Extracted text —
The oldest legislature in the nation, the Virginia General Assembly, is a tax and budget train-wreck. It is also Exhibit A in the case against the politicians who have hijacked our system of citizen-controlled government.
That Virginia politicians want to raise taxes isn?t surprising. It seems politicians everywhere always want to raise taxes. Human wants and needs are insatiable, able to suck any revenue stream dry, no matter how wide or deep. Legislators are constantly besieged by those seeking ever-larger reserves from the ever-expanding reservoir--and always will be.
But, our finances are not so elastic. Our wants and needs at home must be limited by our incomes or stores of saved wealth. The wants and needs that politicians wish to meet must be tempered by having to gain the consent of the governed.
Jefferson, Washington, Madison--Virginia's great ghosts--all understood and supported the concept of governing only by the consent of the governed. Governor Mark Warner and many in the legislature do not.

Named object pointing entries:
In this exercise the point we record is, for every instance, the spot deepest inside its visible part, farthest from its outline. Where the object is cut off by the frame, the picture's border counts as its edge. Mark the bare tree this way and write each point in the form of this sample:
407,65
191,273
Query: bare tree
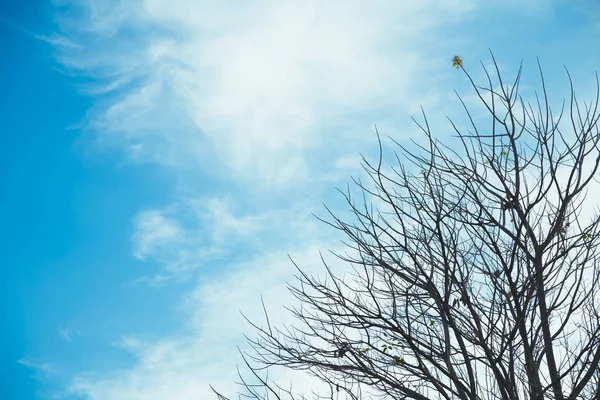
474,279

What the task asks — From the opinion piece on Virginia's tax and budget fight, return the passage starting at "That Virginia politicians" and ending at "legislature do not.". The entries have nothing to do with this.

Output for this task —
That Virginia politicians want to raise taxes isn?t surprising. It seems politicians everywhere always want to raise taxes. Human wants and needs are insatiable, able to suck any revenue stream dry, no matter how wide or deep. Legislators are constantly besieged by those seeking ever-larger reserves from the ever-expanding reservoir--and always will be.
But, our finances are not so elastic. Our wants and needs at home must be limited by our incomes or stores of saved wealth. The wants and needs that politicians wish to meet must be tempered by having to gain the consent of the governed.
Jefferson, Washington, Madison--Virginia's great ghosts--all understood and supported the concept of governing only by the consent of the governed. Governor Mark Warner and many in the legislature do not.